### PROBLEM REQUIREMENTS
Below is a block of records; repeat each one exactly.

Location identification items

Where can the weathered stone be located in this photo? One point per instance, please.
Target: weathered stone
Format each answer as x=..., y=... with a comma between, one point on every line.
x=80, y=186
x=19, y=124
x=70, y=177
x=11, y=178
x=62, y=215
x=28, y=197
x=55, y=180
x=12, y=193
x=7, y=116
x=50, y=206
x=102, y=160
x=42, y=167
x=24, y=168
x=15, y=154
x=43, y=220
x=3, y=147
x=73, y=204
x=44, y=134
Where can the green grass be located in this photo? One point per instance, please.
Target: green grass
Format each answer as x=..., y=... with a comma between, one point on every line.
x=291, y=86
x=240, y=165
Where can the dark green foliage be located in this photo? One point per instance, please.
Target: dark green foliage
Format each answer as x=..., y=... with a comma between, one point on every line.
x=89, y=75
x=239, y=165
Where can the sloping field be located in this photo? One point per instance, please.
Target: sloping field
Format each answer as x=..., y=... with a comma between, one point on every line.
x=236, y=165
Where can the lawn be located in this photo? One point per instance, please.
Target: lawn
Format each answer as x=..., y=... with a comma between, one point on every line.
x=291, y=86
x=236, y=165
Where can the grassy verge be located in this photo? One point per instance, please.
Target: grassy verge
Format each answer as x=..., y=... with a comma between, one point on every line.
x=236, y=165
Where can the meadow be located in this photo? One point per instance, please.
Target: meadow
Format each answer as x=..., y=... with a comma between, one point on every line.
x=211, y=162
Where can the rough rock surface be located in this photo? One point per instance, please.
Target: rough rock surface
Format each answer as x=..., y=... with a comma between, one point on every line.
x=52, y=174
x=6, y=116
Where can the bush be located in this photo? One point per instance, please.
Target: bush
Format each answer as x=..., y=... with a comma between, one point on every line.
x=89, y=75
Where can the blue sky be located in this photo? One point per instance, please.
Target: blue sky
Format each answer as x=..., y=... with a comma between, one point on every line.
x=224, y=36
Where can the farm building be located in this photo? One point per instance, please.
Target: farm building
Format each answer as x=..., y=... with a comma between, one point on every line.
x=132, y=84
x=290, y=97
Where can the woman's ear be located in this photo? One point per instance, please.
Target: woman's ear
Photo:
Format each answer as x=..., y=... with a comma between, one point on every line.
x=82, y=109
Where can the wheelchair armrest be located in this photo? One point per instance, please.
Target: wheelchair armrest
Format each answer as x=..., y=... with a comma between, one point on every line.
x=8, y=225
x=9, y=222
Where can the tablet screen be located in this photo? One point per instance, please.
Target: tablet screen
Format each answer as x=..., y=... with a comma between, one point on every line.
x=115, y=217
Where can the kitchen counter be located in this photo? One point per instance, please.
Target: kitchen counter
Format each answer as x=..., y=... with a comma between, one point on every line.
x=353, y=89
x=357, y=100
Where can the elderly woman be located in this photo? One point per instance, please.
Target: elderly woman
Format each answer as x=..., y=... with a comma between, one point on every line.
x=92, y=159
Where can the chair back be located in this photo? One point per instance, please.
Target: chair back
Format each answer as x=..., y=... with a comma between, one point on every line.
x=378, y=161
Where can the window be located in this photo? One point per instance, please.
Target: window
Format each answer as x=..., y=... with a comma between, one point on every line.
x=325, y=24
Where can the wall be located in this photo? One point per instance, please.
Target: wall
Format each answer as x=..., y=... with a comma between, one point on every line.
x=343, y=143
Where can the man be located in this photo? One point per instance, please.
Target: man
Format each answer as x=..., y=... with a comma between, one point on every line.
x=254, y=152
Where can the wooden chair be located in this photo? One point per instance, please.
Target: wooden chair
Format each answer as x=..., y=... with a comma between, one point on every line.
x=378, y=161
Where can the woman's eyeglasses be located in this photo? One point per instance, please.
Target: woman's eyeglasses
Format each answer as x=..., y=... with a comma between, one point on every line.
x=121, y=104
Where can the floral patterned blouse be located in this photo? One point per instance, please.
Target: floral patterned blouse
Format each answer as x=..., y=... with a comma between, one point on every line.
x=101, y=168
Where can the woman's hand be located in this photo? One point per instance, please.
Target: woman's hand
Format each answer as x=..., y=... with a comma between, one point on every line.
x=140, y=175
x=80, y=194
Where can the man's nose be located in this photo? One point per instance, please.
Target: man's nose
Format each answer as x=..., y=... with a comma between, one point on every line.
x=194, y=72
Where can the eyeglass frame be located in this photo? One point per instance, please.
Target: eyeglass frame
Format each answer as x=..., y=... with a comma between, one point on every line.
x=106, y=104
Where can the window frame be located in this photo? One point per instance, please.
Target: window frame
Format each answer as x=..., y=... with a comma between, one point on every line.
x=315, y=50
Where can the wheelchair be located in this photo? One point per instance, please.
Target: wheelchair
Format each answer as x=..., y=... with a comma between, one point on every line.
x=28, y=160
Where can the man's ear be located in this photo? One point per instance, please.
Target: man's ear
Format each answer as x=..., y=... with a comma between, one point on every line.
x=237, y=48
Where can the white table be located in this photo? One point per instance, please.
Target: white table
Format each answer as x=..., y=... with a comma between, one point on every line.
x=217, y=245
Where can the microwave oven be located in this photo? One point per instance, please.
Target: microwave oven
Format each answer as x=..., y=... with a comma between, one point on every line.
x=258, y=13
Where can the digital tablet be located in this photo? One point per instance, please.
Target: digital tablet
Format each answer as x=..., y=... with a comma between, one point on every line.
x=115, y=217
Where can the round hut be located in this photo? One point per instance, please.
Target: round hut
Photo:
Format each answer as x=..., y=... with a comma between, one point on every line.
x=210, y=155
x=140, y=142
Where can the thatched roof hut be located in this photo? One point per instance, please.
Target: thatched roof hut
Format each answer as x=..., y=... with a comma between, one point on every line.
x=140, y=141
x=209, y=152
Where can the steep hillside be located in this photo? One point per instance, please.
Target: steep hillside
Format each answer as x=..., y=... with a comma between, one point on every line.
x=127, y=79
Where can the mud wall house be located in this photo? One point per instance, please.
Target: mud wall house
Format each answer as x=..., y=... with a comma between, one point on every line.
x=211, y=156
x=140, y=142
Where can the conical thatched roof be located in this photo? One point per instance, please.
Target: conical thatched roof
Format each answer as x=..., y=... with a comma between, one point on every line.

### FINAL ANSWER
Where can the weathered stone be located in this photo? One point per instance, please.
Target: weathered stone
Format each answer as x=..., y=... with a comma between, one point on every line.
x=80, y=186
x=19, y=124
x=70, y=177
x=11, y=178
x=62, y=215
x=28, y=197
x=55, y=180
x=12, y=193
x=7, y=116
x=50, y=206
x=102, y=160
x=42, y=167
x=24, y=168
x=15, y=154
x=43, y=220
x=3, y=147
x=73, y=204
x=44, y=134
Where can the green grass be located in this photo? One point per instance, please.
Target: green grass
Format each answer as x=..., y=... with a comma between, one point on every line.
x=291, y=86
x=240, y=165
Where can the dark green foliage be located in this photo? One point per instance, please.
Target: dark green foliage
Format each answer as x=..., y=... with a comma between, one point on every line.
x=89, y=75
x=239, y=165
Where can the sloping field be located in this photo? One point per instance, please.
Target: sloping field
Format each answer as x=..., y=... with a comma between, one point on every line.
x=236, y=165
Where can the lawn be located in this photo? One point per instance, please.
Target: lawn
Format each answer as x=..., y=... with a comma between, one point on every line.
x=291, y=86
x=236, y=165
Where can the grassy verge be located in this photo? One point per instance, please.
Target: grassy verge
Format each answer as x=..., y=... with a comma between, one point on every line.
x=236, y=165
Where can the meadow be located in this photo? One point per instance, please.
Target: meadow
Format each answer as x=..., y=... with a comma between, one point on every line.
x=211, y=162
Where can the rough rock surface be located in this photo? One point per instance, please.
Target: rough rock surface
Format each answer as x=..., y=... with a comma between, one point on every line.
x=52, y=174
x=6, y=116
Where can the bush be located in this photo? One point per instance, please.
Target: bush
Format each answer as x=..., y=... with a comma between, one point on every line.
x=89, y=75
Where can the blue sky be located in this photo? One point per instance, please.
Target: blue sky
Format each answer as x=..., y=... with a comma between, one point on every line.
x=224, y=36
Where can the farm building be located in this photo? One point per instance, please.
Target: farm building
Format each answer as x=..., y=... with a comma between, one point on every line.
x=132, y=84
x=290, y=97
Where can the woman's ear be located in this photo? One point per instance, please.
Target: woman's ear
Photo:
Format each answer as x=..., y=... with a comma between, one point on every line.
x=82, y=109
Where can the wheelchair armrest be located in this photo? One point per instance, please.
Target: wheelchair armrest
Format each answer as x=..., y=... with a comma between, one point on every line.
x=8, y=225
x=9, y=222
Where can the tablet screen be located in this photo? One point per instance, please.
Target: tablet screen
Format each answer as x=..., y=... with a comma between, one point on every line.
x=115, y=217
Where can the kitchen counter be located in this photo? One point per instance, please.
Target: kitchen counter
Format each answer as x=..., y=... with a comma between, one point on every line.
x=353, y=89
x=357, y=100
Where can the elderly woman be located in this photo? One point per instance, please.
Target: elderly woman
Format each answer as x=..., y=... with a comma between, one point on every line.
x=92, y=159
Where can the chair back be located in this photo? One point per instance, please.
Target: chair back
Format each answer as x=..., y=... with a comma between, one point on every line.
x=378, y=161
Where can the window be located in this photo? One point per instance, please.
Target: window
Format each answer as x=..., y=... with a comma between, one point on every line.
x=325, y=24
Where can the wall be located in this photo? One point per instance, please.
Target: wall
Format each answer as x=..., y=... with a comma between, one point on every line.
x=343, y=143
Where can the man be located in this photo? One point per instance, please.
Target: man
Format each answer as x=..., y=... with a comma between, one point on every line.
x=254, y=152
Where can the wooden chair be located in this photo? One point per instance, please.
Target: wooden chair
Format each answer as x=..., y=... with a comma between, one point on every line.
x=378, y=161
Where can the woman's eyeglasses be located in this photo? One point per instance, please.
Target: woman's eyeglasses
Format each answer as x=..., y=... with a comma between, one point on every line.
x=121, y=104
Where can the floral patterned blouse be located in this photo? One point per instance, please.
Target: floral patterned blouse
Format each answer as x=..., y=... with a comma between, one point on every line.
x=101, y=168
Where can the woman's hand be located in this photo? One point per instance, please.
Target: woman's hand
Format each answer as x=..., y=... with a comma between, one point on every line.
x=140, y=175
x=80, y=194
Where can the man's nose be located in this photo? One point per instance, please.
Target: man's nose
Format each answer as x=..., y=... with a comma between, one point on every line.
x=194, y=72
Where can the eyeglass frame be located in this photo? One point per instance, please.
Target: eyeglass frame
Format each answer as x=..., y=... with a comma between, one point on every line.
x=106, y=104
Where can the window frame be located in this photo? One point per instance, please.
Target: window frame
Format each answer as x=..., y=... with a comma between, one point on every line.
x=315, y=50
Where can the wheelchair be located in this photo? One point per instance, please.
Target: wheelchair
Format each answer as x=..., y=... with a comma between, one point on every line.
x=28, y=160
Where can the man's ear be located in this photo? One point per instance, please.
Target: man's ear
Format each answer as x=..., y=... with a comma between, one point on every line.
x=237, y=48
Where can the white table be located in this photo? One point per instance, please.
Target: white table
Format each answer as x=..., y=... with a comma between, one point on every line.
x=217, y=245
Where can the microwave oven be located in this photo? One point per instance, please.
Target: microwave oven
Format each answer as x=..., y=... with a comma between, one point on every line.
x=258, y=13
Where can the digital tablet be located in this photo? One point per instance, please.
Target: digital tablet
Format each answer as x=..., y=... with a comma between, one point on every line.
x=115, y=217
Where can the round hut be located in this photo? One point per instance, please.
Target: round hut
Photo:
Format each answer as x=..., y=... with a comma between, one point on every line.
x=210, y=155
x=140, y=142
Where can the thatched roof hut be located in this photo? One point per instance, please.
Target: thatched roof hut
Format each answer as x=..., y=... with a comma between, one point on every line.
x=140, y=141
x=209, y=152
Where can the steep hillside be located in this photo? One point per instance, please.
Target: steep hillside
Format each answer as x=..., y=... with a comma between, one point on every line.
x=127, y=79
Where can the mud wall house be located in this photo? One point per instance, please.
Target: mud wall house
Format each answer as x=..., y=... with a comma between, one point on every line.
x=211, y=156
x=140, y=142
Where can the conical thatched roof be located in this photo? One point per instance, please.
Target: conical thatched roof
Format each answer as x=..., y=... with a comma between, one point on every line.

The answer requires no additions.